* **Work task**: Below are entries. Copy exactly the lines running from the line that holds "Where can you spot the bride's flared" to the line that holds "Target: grass tennis court", with both ends included.

START Material for this exercise

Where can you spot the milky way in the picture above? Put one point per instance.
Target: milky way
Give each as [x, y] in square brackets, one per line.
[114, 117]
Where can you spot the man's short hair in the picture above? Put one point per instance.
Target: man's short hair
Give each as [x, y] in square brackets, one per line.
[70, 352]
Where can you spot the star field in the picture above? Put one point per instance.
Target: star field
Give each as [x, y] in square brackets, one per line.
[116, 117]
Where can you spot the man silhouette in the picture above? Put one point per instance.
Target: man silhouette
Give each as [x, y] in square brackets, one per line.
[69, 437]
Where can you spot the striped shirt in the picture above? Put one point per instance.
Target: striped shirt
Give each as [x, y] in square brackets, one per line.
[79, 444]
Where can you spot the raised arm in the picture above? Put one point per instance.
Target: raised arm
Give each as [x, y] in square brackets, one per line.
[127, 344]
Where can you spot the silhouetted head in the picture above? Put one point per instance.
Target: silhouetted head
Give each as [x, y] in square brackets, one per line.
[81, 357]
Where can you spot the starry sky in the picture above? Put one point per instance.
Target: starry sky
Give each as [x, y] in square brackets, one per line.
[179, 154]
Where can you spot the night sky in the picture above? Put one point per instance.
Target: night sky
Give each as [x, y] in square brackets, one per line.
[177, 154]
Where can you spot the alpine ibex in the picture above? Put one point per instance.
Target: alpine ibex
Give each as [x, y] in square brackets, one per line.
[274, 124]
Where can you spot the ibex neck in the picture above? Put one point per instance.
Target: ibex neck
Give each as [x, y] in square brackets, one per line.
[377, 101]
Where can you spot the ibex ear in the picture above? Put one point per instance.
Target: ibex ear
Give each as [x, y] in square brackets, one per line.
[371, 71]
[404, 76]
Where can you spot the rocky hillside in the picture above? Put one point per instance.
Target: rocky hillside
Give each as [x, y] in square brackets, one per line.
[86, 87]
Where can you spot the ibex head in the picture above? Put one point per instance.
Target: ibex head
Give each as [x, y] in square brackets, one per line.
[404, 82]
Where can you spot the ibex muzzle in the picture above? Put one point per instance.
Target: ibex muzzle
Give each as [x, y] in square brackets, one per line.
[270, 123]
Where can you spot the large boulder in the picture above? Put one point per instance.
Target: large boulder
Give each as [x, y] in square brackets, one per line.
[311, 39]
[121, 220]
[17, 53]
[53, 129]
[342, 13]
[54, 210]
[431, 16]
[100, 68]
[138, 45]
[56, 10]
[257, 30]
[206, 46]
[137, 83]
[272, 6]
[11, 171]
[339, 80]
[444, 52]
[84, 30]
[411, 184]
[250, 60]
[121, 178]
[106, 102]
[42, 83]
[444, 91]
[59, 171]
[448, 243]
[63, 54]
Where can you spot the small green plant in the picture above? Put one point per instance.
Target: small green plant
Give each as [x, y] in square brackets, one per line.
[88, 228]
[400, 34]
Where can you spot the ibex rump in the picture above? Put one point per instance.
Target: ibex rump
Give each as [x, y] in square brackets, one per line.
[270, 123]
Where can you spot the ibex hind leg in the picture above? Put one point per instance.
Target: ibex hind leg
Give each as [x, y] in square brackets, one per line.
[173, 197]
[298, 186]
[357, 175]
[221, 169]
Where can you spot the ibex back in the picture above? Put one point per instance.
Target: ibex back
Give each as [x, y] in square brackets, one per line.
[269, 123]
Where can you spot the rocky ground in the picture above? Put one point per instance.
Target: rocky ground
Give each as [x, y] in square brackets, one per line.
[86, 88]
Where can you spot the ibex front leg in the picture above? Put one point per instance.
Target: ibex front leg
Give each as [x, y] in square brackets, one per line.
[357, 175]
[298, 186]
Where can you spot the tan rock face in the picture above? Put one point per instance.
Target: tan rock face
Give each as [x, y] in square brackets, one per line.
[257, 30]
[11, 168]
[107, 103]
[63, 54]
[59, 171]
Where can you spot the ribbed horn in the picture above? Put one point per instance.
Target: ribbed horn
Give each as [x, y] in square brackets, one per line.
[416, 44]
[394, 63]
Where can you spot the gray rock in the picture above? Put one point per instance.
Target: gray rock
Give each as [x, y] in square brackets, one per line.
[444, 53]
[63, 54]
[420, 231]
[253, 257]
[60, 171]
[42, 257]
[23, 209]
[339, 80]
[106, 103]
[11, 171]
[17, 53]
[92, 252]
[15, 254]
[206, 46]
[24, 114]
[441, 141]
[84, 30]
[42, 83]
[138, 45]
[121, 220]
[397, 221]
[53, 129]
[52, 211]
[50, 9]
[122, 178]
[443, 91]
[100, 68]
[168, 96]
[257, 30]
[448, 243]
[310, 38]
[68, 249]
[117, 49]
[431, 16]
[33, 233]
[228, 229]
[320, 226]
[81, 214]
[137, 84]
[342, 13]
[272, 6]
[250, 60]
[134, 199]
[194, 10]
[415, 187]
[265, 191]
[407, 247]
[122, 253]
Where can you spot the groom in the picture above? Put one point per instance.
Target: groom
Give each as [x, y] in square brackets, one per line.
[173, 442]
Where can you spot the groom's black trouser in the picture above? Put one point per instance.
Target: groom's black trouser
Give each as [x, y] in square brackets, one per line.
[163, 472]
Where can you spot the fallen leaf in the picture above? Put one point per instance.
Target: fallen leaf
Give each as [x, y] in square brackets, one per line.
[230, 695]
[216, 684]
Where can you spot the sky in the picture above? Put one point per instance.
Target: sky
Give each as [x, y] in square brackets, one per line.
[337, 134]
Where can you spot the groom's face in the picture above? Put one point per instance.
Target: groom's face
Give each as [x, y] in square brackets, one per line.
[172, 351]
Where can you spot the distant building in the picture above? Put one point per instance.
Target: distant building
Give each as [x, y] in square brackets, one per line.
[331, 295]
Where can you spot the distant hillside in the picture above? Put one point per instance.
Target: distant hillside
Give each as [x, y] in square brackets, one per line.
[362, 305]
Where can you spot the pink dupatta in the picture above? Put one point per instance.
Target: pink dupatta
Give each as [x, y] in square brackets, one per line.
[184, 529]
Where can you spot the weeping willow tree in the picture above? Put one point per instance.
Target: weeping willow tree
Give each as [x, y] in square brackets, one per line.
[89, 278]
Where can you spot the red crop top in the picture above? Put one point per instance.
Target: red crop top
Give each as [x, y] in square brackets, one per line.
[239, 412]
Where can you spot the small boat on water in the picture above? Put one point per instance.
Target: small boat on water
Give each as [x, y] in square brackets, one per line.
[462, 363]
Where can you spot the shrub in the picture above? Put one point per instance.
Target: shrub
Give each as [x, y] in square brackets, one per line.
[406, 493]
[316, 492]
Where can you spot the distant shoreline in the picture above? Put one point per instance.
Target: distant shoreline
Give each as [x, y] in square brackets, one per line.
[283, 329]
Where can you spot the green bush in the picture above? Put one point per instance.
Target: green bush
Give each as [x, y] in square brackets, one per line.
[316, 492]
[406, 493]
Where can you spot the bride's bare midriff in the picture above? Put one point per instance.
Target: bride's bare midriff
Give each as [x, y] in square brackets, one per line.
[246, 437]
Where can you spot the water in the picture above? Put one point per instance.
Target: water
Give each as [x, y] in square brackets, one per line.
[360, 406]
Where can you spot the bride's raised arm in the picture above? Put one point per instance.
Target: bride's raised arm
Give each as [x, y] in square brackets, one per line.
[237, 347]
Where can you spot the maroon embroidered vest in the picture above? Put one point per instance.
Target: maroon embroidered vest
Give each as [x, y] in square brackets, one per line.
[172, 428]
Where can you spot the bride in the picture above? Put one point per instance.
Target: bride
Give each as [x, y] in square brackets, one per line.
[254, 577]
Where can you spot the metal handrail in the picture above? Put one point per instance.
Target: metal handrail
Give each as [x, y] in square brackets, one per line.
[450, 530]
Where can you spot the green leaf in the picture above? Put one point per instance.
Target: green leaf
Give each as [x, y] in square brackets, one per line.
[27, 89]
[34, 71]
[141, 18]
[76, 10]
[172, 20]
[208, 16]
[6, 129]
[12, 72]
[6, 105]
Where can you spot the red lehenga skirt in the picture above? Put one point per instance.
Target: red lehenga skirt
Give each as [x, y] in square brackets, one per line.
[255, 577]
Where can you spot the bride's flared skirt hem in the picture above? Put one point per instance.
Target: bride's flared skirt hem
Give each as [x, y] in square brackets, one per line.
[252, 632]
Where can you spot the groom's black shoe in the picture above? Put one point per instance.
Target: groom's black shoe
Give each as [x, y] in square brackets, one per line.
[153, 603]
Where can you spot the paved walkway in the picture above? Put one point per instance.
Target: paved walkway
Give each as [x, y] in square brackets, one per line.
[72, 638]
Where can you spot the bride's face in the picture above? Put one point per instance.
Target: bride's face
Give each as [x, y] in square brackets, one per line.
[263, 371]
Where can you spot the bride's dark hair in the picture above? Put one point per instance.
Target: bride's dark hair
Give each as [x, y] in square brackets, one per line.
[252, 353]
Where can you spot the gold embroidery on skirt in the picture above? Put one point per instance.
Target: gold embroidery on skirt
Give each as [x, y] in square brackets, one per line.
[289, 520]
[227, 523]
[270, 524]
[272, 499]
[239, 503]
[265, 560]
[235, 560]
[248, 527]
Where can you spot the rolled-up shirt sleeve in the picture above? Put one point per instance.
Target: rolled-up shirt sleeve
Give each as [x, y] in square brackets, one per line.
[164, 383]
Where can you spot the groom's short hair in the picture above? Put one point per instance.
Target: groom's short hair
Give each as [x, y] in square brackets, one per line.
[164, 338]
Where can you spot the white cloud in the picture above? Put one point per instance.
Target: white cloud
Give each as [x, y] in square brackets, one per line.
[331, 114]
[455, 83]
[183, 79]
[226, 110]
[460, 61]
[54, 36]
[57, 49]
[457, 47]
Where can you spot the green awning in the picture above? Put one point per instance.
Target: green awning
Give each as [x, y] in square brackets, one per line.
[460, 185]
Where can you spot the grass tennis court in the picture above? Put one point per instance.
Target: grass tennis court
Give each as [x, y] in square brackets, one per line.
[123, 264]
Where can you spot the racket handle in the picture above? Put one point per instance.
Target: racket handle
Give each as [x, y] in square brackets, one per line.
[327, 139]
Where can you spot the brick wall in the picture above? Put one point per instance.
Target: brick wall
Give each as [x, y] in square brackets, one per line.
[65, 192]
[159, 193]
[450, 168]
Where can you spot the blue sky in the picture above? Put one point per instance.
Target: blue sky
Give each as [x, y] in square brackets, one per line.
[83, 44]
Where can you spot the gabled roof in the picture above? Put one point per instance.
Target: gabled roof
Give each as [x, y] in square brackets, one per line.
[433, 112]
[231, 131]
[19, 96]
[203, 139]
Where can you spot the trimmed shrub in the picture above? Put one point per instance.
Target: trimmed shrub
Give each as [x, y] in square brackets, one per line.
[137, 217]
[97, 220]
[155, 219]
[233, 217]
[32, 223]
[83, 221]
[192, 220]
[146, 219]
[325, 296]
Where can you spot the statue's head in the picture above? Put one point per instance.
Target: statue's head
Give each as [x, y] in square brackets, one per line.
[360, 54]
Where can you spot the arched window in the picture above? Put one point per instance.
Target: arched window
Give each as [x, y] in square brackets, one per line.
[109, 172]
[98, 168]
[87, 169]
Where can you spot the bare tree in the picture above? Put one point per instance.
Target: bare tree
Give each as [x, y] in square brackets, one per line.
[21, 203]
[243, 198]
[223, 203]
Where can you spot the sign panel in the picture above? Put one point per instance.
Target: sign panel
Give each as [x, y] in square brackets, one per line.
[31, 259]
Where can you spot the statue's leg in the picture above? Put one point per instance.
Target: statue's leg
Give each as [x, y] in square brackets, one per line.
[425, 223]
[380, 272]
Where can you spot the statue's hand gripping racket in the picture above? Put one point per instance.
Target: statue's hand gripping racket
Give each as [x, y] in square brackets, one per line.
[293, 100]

END Material for this exercise

* **Task answer**:
Where can you spot the bride's flared skirt hem in the picture above? Put one point per instance.
Target: bride's flared skirt hem
Give each as [x, y] in square brackets, one per line.
[252, 632]
Where can you spot the groom's black shoe in the picture above? Put one point per instance.
Target: groom's black shoe
Give each as [x, y] in square brackets, one per line.
[153, 603]
Where can you spot the paved walkway in the picture above? Put one point per instance.
Target: paved walkway
Give each as [x, y] in square brackets, one per line.
[72, 638]
Where can you spot the bride's face in the picture above? Put one point per instance.
Target: bride's face
Give each as [x, y] in square brackets, one per line.
[263, 371]
Where can you spot the bride's dark hair in the picture above? Put one point per instance.
Target: bride's dark hair
Give each as [x, y] in square brackets, one per line.
[252, 353]
Where can you spot the gold embroidery on skirt in the picture above? Put one point per instance.
Target: gold embroidery on skirt
Give each as [x, y] in square brackets, one per line.
[289, 520]
[227, 523]
[270, 524]
[272, 499]
[239, 503]
[265, 560]
[235, 560]
[248, 527]
Where can you spot the rolled-up shirt sleeve in the picture above? Put one point per instance.
Target: rolled-up shirt sleeve
Give each as [x, y] in square brackets, one per line.
[164, 383]
Where can you spot the groom's short hair in the picture above? Put one point per instance.
Target: groom's short hair
Give each as [x, y] in square brackets, one per line.
[164, 338]
Where can you spot the white cloud in the picture above? Put one point per instance.
Target: white cloud
Give each as [x, y] in square brackets, one per line.
[331, 114]
[455, 83]
[183, 79]
[226, 110]
[460, 61]
[54, 36]
[57, 49]
[457, 47]
Where can you spot the green awning in the picture above? Put one point per instance.
Target: green awning
Give each as [x, y] in square brackets, one per line.
[460, 185]
Where can you spot the grass tennis court in the picture above? Put one point per instance.
Target: grass tennis court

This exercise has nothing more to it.